* Task to complete *
Echo every record below verbatim, line for line, with nothing altered, added, or omitted.
>> Start
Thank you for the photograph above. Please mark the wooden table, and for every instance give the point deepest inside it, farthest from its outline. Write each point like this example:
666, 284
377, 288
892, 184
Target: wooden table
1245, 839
>> End
* Task output *
Thank you for the photograph above. Please mark the wooden table, and for every instance give the point deepest inside it, farthest from its outline. Write each point like this example:
666, 284
377, 288
892, 184
Target: wooden table
1245, 839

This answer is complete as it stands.